=== Task to carry out ===
Recast the lines of the listing below as a numbered list, skipping any blank lines and leaving the pictures out.

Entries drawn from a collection
· · · · · · ·

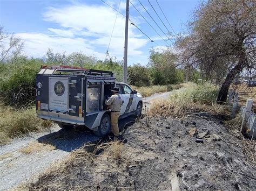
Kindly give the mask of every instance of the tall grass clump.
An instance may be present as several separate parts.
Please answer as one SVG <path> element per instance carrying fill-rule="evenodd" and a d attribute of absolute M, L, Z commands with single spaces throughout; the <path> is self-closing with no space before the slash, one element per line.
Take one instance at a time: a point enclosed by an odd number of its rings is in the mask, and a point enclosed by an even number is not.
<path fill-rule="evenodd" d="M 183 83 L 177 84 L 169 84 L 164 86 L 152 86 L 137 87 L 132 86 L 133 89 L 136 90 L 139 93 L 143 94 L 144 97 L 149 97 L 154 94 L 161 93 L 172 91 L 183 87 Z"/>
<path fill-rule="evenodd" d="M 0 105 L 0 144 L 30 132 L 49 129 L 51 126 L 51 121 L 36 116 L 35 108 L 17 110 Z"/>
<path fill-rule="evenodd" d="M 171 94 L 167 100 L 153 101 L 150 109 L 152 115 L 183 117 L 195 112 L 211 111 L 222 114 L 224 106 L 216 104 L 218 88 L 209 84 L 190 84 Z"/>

· · · · · · ·

=== Solution ===
1. Kindly give the mask of every instance of the tall grass clump.
2. An instance may be present as several separate parts.
3. Please answer as one SVG <path> element per instance carrying fill-rule="evenodd" and a d attribute of absolute M, L, Z commands with single spaces throughout; the <path> is self-closing with no space before the slash, one element per line.
4. Take one instance at a time: a point enclosed by an odd number of its rings is in the mask, and a point enclosed by an even number is not.
5. <path fill-rule="evenodd" d="M 183 83 L 177 84 L 169 84 L 164 86 L 152 86 L 137 87 L 132 86 L 133 89 L 136 90 L 139 93 L 143 94 L 144 97 L 149 97 L 154 94 L 161 93 L 172 91 L 183 87 Z"/>
6. <path fill-rule="evenodd" d="M 0 105 L 0 144 L 30 132 L 49 129 L 51 126 L 51 121 L 36 116 L 35 108 L 17 110 Z"/>
7. <path fill-rule="evenodd" d="M 171 94 L 167 100 L 153 101 L 150 109 L 152 115 L 183 117 L 195 112 L 211 111 L 222 114 L 224 106 L 216 104 L 218 88 L 209 84 L 190 84 Z"/>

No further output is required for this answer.